_Поставленная задача_
Ответьте на вопросы по тексту для чтения.
(a) Где хранятся материалы, вошедшие в подборку?
(b) В какое издательство были представлены рукописи, на которые Н. Атаров писал внутренние рецензии?
(c) В какой газете и какого десятилетия автор вступления на своем опыте ощутил тягу Н. Атарова к учительству?

_Текст для чтения_
Так я все по полочкам разложил, а потом взялся читать подряд суждения Николая Сергеевича Атарова и увидел, что он-то делал дважды доброе дело. Помогал пробиться авторам способным и честным, хотя никак еще «не апробированным известностью». Старался преградить путь серости, штампу: «Схема читается раньше самого текста»; «Не может быть резиновым язык, если хочешь, чтобы через него шел ток». Даже трижды доброе, потому что в редакционном самотеке, в рукописях без запятых он выискивал «зрячесть памяти», чтобы и эти вещи довести до печатного станка.

Все, оказывается, зависит от человека, от его порядочности, вкуса, такта. И я в растерянности. По-прежнему мне не понятно, почему Атаров должен оценивать Бека и Борщаговского (или они– Атарова), могли бы встретиться, поговорить по телефону, обменяться письмами. Но когда все, что пишет рецензент, определено его гражданской позицией, когда нет у него предвзятости, а есть «послевзятость», то польза от этого явная.

Литература была делом всей жизни Николая Сергеевича Атарова, всегда его отличали неравнодушие и искренность, общественный темперамент и тяга к учительству, что ощутил я и на своем опыте в «Литературной газете» 50-х годов. Потому и предлагаемая сегодня читателю, скрытая до поры часть работы этого человека естественна для него. Потому и бьется в его заметках, вызывает интерес, не устарела со временем живая мысль, сжатая порой до афоризма.

Короче, это честная работа, и обидно становится, что делалась она для двух-трех редакторов, для узкого круга, а не для широкой печати. В сущности, то, что писал Николай Атаров, не рассчитано на безгласие. Его рецензии отмечены чертами «законных» жанров литературы– классического эпистолярного, дневников, публицистики и, наконец, просто рецензий– не внутренних, а внешних, не закрытых, а открытых, что и доказывает нынешняя публикация.

Анатолий АГРАНОВСКИЙ

 

В публикуемой подборке собраны выдержки из внутренних рецензий Н. Атарова на рукописи различных авторов, представленные в издательство «Советский писатель», а также его дневниковые записи, раздумья о литературном труде, вызванные чтением рецензируемых рукописей.

Материалы хранятся в личном архиве Н. Атарова.

Сколько адресатов у внутреннего рецензента! Обращаешься к автору рукописи– разуй глаза! Ведь у тебя же найдено, намечено, обозначено. Надо только развить, прояснить, найти слова, достойные твоего открытия, твоей находки. А может, и еще раз переписать более слабые куски.

Обращаешь внимание редактора (некоторые из них очень узко понимают свою задачу) на однообразие характеристик, штампы, глухоту к разговорной речи, безвкусицу. Отвечаешь на вопрос издательства, доверившегося твоему опыту и вкусу,– годится, не годится. И, наконец, обращаешься к самому себе: так ли уж сам хорош? Всегда ли следуешь собственным заветам? Анализ чужих рукописей дисциплинирует, напоминает о самоконтроле.

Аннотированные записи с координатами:
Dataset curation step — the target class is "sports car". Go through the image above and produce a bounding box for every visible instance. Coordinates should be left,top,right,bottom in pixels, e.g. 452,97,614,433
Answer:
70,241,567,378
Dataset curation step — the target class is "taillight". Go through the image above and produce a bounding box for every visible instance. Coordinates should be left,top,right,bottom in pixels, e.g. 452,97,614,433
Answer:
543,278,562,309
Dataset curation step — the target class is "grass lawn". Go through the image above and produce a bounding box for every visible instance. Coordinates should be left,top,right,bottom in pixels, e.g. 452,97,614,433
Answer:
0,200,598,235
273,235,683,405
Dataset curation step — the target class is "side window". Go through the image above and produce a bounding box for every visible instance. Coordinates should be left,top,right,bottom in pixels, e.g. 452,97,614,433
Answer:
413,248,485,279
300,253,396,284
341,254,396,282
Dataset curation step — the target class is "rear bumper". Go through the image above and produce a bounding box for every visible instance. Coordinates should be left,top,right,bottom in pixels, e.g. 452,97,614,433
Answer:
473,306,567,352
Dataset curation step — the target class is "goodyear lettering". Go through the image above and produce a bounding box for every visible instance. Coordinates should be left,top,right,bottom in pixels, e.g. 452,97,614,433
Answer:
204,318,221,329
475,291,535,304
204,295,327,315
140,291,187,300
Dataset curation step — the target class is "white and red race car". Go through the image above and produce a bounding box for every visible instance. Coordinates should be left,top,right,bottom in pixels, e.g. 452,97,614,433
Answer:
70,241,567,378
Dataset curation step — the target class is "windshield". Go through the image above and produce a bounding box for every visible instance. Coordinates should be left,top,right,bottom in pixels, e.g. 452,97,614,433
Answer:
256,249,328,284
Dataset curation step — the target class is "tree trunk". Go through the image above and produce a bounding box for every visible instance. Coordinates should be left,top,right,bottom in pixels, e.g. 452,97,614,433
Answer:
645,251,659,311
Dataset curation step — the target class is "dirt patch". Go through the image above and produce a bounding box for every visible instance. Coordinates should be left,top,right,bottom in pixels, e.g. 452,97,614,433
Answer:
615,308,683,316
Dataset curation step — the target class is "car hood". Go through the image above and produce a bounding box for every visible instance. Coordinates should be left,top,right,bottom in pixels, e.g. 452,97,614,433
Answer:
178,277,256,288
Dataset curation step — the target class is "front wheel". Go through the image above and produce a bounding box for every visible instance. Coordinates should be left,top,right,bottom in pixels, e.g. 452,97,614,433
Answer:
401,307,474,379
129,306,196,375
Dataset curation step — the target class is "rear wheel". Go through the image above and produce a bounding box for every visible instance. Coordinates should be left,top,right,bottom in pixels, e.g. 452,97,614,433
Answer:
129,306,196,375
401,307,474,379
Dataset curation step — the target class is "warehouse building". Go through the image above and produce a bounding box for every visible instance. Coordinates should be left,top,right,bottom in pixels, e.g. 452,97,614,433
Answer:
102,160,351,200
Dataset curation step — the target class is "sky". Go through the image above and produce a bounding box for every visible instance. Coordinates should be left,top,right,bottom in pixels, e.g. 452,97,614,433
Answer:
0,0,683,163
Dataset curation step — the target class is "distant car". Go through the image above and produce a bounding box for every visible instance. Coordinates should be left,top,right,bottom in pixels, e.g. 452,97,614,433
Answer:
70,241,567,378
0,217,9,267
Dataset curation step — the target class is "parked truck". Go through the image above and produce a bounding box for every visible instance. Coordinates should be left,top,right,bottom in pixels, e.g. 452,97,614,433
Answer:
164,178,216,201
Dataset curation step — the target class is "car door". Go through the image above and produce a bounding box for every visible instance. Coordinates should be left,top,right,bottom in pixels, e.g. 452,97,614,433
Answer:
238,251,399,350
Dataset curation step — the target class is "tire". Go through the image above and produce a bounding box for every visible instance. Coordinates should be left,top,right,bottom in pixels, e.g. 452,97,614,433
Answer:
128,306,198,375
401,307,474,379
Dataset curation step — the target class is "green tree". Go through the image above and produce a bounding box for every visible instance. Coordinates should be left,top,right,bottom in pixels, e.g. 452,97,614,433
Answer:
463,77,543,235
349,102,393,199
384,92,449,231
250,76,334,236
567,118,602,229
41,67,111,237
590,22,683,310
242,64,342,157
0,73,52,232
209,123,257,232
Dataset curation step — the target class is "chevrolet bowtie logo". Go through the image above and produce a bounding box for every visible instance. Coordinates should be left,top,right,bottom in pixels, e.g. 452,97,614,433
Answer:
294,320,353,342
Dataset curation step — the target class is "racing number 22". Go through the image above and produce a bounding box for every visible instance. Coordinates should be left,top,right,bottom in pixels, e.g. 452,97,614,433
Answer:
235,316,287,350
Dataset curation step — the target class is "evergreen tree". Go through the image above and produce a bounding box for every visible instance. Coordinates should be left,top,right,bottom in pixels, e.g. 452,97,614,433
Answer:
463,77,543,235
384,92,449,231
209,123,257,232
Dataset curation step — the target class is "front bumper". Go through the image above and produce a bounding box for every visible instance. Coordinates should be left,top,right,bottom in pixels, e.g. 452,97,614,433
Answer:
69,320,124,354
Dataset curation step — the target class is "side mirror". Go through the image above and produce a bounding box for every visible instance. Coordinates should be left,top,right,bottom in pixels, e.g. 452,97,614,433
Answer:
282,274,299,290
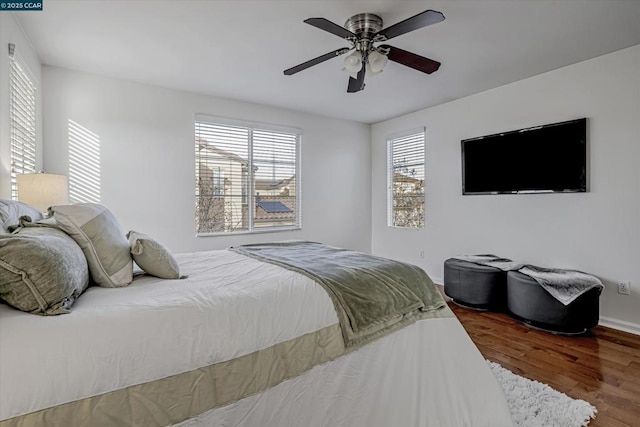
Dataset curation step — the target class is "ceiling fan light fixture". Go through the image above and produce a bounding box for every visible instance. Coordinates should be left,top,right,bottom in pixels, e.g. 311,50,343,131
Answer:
344,50,362,74
368,50,389,75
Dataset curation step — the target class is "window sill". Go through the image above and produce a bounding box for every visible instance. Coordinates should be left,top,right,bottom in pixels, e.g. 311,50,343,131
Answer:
196,226,302,237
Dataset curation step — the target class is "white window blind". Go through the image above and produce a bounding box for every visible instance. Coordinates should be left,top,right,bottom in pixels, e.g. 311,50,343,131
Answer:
387,129,425,228
9,58,36,200
195,116,300,235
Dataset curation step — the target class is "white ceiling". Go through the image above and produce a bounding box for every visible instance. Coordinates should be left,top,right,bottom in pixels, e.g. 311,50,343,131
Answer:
17,0,640,123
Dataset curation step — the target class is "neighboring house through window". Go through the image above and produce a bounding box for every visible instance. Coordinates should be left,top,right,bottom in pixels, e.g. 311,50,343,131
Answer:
9,46,36,200
195,115,301,235
387,128,425,228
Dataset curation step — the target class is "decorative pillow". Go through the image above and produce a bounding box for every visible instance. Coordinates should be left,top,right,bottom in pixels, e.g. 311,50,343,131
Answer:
0,199,42,234
127,230,180,279
49,203,133,288
0,227,89,315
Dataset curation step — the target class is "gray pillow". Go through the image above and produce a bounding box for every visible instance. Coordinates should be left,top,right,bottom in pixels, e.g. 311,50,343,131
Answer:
0,199,42,234
49,203,133,288
127,230,180,279
0,227,89,315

_Письменное решение_
(a) В личном архиве Н. Атарова.
(b) В издательство «Советский писатель».
(c) В «Литературной газете» 50-х годов.